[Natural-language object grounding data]
_ _ _
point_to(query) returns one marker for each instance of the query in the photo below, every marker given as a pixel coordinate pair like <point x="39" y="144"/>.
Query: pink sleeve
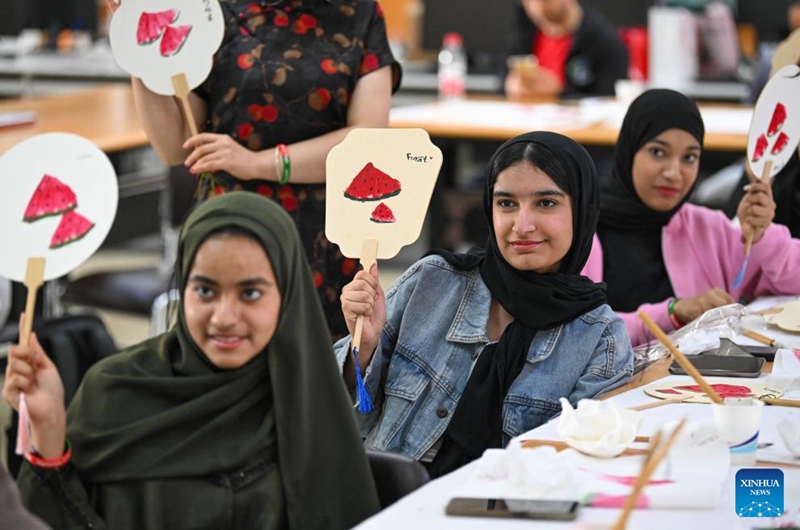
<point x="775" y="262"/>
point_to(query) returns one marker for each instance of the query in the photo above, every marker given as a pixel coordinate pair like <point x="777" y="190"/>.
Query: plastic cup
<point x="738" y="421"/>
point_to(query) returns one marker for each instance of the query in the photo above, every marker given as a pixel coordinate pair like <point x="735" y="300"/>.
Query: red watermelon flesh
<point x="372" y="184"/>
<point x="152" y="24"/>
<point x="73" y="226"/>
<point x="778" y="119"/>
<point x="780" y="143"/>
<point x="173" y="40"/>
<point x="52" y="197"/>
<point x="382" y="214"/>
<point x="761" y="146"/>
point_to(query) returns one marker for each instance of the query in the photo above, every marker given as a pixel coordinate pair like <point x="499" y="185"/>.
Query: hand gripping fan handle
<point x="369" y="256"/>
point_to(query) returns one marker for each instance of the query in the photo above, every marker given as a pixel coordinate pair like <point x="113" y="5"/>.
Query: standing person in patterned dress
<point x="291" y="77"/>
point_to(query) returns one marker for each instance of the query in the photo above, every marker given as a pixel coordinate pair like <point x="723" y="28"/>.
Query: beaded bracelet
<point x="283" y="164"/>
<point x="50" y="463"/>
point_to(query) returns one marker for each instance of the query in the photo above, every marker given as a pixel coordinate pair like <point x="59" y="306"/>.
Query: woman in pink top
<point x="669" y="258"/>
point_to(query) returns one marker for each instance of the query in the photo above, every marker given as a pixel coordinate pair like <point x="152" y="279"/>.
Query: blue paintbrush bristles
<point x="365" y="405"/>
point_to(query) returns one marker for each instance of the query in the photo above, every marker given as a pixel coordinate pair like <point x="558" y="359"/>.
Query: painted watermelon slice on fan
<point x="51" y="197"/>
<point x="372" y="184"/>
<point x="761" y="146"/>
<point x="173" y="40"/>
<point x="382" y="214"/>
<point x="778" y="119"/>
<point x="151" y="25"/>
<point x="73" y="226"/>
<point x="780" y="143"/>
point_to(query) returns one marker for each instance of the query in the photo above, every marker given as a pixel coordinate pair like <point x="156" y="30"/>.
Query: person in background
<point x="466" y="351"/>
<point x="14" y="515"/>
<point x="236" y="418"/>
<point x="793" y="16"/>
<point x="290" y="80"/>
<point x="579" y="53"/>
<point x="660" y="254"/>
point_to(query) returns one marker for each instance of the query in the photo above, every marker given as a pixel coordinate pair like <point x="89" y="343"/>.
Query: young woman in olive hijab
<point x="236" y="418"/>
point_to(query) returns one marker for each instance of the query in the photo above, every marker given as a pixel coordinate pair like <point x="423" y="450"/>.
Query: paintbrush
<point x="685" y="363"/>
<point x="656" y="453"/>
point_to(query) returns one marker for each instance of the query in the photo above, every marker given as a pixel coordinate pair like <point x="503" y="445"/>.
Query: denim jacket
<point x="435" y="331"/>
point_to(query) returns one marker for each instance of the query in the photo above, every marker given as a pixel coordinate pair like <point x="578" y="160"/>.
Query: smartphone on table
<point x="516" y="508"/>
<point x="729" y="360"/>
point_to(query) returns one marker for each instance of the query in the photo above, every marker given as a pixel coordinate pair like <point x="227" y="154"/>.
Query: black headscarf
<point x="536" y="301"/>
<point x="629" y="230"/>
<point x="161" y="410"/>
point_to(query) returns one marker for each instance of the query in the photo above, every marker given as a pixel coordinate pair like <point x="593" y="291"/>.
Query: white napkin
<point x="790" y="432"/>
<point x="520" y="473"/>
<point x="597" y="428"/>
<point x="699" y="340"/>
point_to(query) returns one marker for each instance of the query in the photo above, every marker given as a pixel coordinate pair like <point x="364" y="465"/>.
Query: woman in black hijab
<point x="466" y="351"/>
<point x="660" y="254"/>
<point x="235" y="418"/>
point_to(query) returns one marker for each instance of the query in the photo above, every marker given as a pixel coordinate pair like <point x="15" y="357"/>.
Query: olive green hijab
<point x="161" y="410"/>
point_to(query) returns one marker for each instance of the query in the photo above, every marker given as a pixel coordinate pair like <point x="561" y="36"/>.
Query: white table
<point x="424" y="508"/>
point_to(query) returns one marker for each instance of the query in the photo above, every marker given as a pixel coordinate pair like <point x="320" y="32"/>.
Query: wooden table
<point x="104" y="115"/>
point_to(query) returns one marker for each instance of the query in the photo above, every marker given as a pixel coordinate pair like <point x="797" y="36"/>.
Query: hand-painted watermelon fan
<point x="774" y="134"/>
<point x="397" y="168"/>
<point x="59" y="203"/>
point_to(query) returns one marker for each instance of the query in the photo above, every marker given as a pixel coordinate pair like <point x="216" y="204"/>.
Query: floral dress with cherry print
_ _ _
[Assignment]
An exact copy of every line from the one containing "Query: hand-painted watermelon fan" through the last line of the entries is required; please add nothing.

[Written answer]
Query: hand-painted watermelon fan
<point x="774" y="134"/>
<point x="397" y="168"/>
<point x="59" y="203"/>
point_to(query) returns one marker for each instance of the query in the photo above, every marker given as a pixel coordinate pair like <point x="216" y="204"/>.
Query: floral dress with cherry print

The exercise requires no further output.